### Rows:
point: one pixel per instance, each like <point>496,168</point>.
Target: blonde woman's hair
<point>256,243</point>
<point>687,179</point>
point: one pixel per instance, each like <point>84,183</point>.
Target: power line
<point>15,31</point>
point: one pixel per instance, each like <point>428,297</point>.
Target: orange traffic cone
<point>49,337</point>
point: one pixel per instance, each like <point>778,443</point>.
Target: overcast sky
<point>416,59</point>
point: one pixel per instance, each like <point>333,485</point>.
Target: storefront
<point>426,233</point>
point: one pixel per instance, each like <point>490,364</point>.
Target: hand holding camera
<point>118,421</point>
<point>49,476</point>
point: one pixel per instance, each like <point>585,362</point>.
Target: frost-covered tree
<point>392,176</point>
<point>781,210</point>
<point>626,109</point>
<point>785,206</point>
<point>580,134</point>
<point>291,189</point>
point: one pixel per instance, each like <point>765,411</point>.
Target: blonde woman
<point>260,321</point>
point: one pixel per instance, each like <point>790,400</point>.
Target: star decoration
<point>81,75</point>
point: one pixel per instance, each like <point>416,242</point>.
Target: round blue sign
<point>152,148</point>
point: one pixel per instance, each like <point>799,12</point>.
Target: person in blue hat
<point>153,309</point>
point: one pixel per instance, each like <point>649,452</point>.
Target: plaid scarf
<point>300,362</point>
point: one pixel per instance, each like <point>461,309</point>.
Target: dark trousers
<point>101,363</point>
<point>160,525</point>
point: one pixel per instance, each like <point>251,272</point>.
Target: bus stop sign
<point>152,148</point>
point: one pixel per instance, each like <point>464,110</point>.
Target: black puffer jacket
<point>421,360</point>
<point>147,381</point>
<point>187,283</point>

### Stated task:
Convert the records, from the first line through the line containing "<point>160,525</point>", into a Markdown table with the columns Row and Line, numbering each line in order and leaving out blank lines.

### Output for this exercise:
| Row | Line |
|---|---|
| 1 | point: one pixel per instance, each like <point>496,168</point>. |
| 2 | Target: blonde woman's hair |
| 3 | <point>256,243</point> |
| 4 | <point>687,179</point> |
| 5 | point: one pixel per instance, each like <point>84,183</point>. |
| 6 | Target: power line |
| 7 | <point>15,31</point> |
| 8 | point: one pixel per instance, each like <point>428,297</point>. |
| 9 | Target: orange traffic cone |
| 10 | <point>49,337</point> |
| 11 | point: one pixel per instance, each like <point>778,443</point>. |
| 12 | Target: overcast sky |
| 13 | <point>416,59</point> |
| 14 | point: one pixel per instance, each like <point>333,485</point>. |
| 15 | Target: storefront |
| 16 | <point>426,233</point> |
| 17 | point: one pixel per instance, each like <point>490,364</point>. |
| 18 | Target: hand holding camera |
| 19 | <point>118,421</point> |
| 20 | <point>49,476</point> |
| 21 | point: one pixel per instance, each like <point>585,362</point>. |
| 22 | Target: frost-covered tree |
| 23 | <point>392,176</point> |
| 24 | <point>781,210</point> |
| 25 | <point>626,109</point> |
| 26 | <point>785,206</point> |
| 27 | <point>580,134</point> |
| 28 | <point>291,189</point> |
| 29 | point: one pixel per instance, each like <point>765,411</point>. |
| 30 | Target: blonde woman |
| 31 | <point>260,321</point> |
| 32 | point: one pixel per instance, each like <point>790,400</point>. |
| 33 | Target: star decoration |
| 34 | <point>81,75</point> |
| 35 | point: one pixel per instance, each like <point>416,242</point>. |
| 36 | Target: round blue sign |
| 37 | <point>152,148</point> |
| 38 | point: one pixel per instance, each like <point>799,12</point>. |
| 39 | Target: person in blue hat |
| 40 | <point>153,309</point> |
| 41 | point: one pixel per instance, each like <point>649,452</point>. |
| 42 | Target: plaid scarf |
| 43 | <point>300,362</point> |
| 44 | point: one pixel per instance, each like <point>461,309</point>. |
| 45 | Target: dark trousers |
| 46 | <point>101,363</point> |
| 47 | <point>160,525</point> |